Cassada, com direitos

Após impeachment, Dilma pode concorrer a cargos como de senadora ou prefeita?

Felipe Amorim, Gabriela Voskelis e Gustavo Maia Do UOL, em Brasília e no Rio
Arte UOL
Pedro Ladeira/Folhapress Pedro Ladeira/Folhapress

O que pode e o que não pode?

Dilma Rousseff (PT) sofreu o impeachment e agora é ex-presidente da República. Entretanto, o Senado manteve os direitos políticos da petista --diferentemente do que aconteceu com Fernando Collor de Mello, hoje senador pelo PTC-AL, que sofreu impeachment em 1992 e ficou inelegível por oito anos.
 
A abrangência da manutenção dos direitos políticos é polêmica: senadores de oposição levantaram em plenário a questão de que, sofrido o impeachment, Dilma seria enquadrada como ficha suja e, portanto, não poderia se candidatar a cargos elegíveis. Senadores dilmistas afirmam que a petista preserva o direito de disputar eleições, votar e ocupar postos na administração pública. Professores de direito constitucional e eleitoral ouvidos pelo UOL não veem a questão com consenso e dizem que há pontos a serem esclarecidos.

Afinal, Dilma está inelegível?

  • "SIM"

    Na opinião de Carlos Eduardo Gomes Callado Moraes, advogado das áreas de Direito Eleitoral e Administrativo e professor da EPD (Escola Paulista de Direito), o Senado tornou a agora ex-presidente inelegível. "Essa é outra lei, a Lei complementar 6.490, que fala que os cassados por crime de responsabilidade estão inelegíveis por oito anos. Essa pena da inabilitação é automática. O que eles [senadores] tentaram fazer ali foi uma manobra jurídica, um jeitinho brasileiro para não apená-la tão duramente", declarou. Para Moraes, a inelegibilidade se verifica, no entanto, apenas no momento em que a pessoa registra a candidatura.

  • "NÃO"

    Para o professor de direito constitucional da USP (Universidade de São Paulo) Rubens Beçak, Dilma mantém "todos os direitos de qualquer cidadão normal". "Ela pode votar, ser votada, participar de partidos políticos em cargos de direção, comícios, ser nomeada para cargos públicos", explicou. No entendimento do jurista, a presidente tem condições, inclusive, de concorrer nas eleições de 2018, mas "vai ter que haver uma consulta ao STF". Beçak interpretou a decisão como fruto de uma questão política: "Afastou-se, como queriam fazer, mas na hora de fazer uma condenação política, aceitaram a tese da defesa. Foi completamente heterodoxo".

  • "INCERTO"

◆ Descrição da tarefa
Escreva a continuação do texto acima sobre os direitos políticos de Dilma após o impeachment, a partir do ponto em que ele termina.

(Registros de pontos rotulados)
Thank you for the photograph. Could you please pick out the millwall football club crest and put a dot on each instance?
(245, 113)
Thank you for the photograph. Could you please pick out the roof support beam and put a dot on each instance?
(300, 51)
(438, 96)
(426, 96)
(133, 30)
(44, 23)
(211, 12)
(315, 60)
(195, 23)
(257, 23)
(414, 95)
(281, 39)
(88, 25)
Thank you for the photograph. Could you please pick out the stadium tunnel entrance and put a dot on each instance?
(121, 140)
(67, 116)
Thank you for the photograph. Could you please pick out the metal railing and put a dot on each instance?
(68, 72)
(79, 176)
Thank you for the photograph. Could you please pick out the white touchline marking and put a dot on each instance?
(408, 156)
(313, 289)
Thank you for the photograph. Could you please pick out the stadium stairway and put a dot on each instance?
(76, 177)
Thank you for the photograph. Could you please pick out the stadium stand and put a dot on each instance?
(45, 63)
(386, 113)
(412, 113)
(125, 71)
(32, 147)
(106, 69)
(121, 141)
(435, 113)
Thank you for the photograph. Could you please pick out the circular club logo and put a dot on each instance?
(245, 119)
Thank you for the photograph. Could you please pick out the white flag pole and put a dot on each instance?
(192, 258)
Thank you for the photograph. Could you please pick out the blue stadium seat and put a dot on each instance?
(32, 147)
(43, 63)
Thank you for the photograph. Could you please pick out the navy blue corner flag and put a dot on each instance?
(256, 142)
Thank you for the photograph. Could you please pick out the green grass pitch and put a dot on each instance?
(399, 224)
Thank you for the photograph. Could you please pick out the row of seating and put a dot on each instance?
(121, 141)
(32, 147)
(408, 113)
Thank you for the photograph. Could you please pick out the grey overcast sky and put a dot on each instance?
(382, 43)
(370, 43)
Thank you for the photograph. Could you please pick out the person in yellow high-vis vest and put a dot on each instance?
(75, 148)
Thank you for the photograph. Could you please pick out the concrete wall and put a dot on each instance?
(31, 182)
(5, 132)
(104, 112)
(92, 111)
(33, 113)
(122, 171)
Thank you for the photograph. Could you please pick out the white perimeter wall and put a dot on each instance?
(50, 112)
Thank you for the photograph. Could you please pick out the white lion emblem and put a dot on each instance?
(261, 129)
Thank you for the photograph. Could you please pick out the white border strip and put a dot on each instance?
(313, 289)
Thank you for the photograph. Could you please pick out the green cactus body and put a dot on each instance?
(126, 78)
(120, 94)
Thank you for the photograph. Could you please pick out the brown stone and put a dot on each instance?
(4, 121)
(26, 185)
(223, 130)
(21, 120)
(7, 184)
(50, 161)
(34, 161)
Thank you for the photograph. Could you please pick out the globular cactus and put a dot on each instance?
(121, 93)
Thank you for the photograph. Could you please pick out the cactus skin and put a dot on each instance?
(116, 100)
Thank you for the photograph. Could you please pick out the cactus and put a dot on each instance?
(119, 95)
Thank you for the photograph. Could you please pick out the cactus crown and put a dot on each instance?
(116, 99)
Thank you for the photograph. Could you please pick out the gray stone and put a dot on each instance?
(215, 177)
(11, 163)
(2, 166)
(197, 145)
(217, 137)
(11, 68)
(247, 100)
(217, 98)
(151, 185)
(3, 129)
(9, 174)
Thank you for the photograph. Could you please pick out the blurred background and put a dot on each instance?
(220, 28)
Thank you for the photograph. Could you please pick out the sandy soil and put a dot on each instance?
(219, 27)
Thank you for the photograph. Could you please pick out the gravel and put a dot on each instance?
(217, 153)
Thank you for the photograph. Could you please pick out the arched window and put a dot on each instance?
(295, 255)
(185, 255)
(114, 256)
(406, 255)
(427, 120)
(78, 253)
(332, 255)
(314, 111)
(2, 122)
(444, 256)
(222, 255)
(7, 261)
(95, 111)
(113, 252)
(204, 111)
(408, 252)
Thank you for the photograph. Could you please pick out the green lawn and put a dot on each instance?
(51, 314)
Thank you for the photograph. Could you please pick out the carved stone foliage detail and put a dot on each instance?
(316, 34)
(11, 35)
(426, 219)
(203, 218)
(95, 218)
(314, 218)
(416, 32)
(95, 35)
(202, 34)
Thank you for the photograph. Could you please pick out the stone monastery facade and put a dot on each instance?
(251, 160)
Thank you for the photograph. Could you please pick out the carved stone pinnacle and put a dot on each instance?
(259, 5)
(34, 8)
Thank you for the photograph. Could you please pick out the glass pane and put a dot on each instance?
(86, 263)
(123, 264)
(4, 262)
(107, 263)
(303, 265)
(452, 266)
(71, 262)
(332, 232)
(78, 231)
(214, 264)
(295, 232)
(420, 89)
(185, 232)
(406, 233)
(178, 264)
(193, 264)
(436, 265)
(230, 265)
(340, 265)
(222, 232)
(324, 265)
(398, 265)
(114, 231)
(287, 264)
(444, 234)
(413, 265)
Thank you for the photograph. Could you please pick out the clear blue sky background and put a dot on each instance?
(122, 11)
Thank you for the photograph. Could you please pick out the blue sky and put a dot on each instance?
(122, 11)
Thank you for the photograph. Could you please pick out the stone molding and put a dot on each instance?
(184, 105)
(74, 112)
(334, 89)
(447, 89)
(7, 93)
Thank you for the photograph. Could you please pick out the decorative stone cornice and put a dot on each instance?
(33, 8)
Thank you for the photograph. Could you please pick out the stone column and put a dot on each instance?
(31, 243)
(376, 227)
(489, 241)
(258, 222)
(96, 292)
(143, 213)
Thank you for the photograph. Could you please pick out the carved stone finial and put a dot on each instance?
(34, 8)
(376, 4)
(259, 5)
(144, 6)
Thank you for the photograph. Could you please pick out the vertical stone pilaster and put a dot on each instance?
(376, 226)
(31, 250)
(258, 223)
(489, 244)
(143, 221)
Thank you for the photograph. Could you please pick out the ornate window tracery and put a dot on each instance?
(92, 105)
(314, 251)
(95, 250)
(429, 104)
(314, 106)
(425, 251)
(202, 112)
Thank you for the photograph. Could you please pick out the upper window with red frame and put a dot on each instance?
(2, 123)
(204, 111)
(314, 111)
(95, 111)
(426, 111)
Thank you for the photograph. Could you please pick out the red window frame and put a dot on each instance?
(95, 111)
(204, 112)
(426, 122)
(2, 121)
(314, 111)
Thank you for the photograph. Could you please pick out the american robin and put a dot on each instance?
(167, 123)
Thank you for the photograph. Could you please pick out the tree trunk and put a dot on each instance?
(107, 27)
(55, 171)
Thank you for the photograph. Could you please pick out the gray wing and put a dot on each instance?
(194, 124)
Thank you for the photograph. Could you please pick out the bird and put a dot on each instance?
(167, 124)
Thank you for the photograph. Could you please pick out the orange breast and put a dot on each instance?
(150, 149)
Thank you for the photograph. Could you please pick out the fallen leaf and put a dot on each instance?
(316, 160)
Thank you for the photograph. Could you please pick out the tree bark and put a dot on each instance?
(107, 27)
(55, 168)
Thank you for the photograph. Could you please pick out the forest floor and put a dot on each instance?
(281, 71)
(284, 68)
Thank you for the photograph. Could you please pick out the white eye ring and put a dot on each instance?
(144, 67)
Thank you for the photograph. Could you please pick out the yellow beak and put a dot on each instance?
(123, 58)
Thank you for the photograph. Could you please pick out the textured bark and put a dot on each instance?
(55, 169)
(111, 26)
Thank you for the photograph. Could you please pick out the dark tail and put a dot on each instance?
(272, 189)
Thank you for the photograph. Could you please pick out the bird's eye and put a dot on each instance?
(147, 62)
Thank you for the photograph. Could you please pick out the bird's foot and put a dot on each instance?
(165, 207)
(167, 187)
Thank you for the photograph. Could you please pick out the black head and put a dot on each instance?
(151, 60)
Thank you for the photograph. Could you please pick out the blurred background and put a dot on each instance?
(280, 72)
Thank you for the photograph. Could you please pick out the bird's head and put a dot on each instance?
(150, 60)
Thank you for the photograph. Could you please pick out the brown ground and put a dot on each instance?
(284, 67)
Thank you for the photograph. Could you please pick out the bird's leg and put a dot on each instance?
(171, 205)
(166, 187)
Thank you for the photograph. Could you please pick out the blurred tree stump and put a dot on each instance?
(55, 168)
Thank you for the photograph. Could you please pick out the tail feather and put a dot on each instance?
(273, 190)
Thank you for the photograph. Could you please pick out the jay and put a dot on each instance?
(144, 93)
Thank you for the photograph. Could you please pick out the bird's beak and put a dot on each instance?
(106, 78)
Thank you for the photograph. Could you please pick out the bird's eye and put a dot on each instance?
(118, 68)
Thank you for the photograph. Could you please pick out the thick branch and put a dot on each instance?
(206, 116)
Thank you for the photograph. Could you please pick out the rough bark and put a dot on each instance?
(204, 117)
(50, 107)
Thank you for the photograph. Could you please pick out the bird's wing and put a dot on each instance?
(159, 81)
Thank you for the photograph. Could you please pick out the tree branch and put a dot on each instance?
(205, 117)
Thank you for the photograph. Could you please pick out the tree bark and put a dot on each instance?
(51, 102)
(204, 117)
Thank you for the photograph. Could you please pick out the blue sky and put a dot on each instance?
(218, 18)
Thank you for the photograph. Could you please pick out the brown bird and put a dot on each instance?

◆ Resposta escrita
    A professora de direito constitucional da Uerj (Universidade do Estado do Rio de Janeiro) Vânia Aieta, que também atua como advogada na área do direito eleitoral, afirmou que a decisão "pioneira" dos senadores abre espaço para intepretações diversas e incertezas. A jurista disse acreditar que, em tese, Dilma pode concorrer a qualquer cargo e que não seria enquadrada na Lei da Ficha Limpa, por exemplo. "Várias questões alcançadas pela Lei da Ficha Limpa dependem da interpretação do caso concreto. Eu vejo muita possibilidade de que a lei não alcance essa condenação [o impeachment]", afirmou Aieta.

O que dizem os advogados do processo

Ela não está enquadrada na Lei da Ficha Limpa, a meu ver. Logo, pode ser candidata.

José Eduardo Cardozo

José Eduardo Cardozo, advogado de defesa de Dilma

Ela está inviabilizada de ser candidata. Se aplica porque lá está estabelecido que é condenação por órgão colegiado, e aqui é um órgão colegiado.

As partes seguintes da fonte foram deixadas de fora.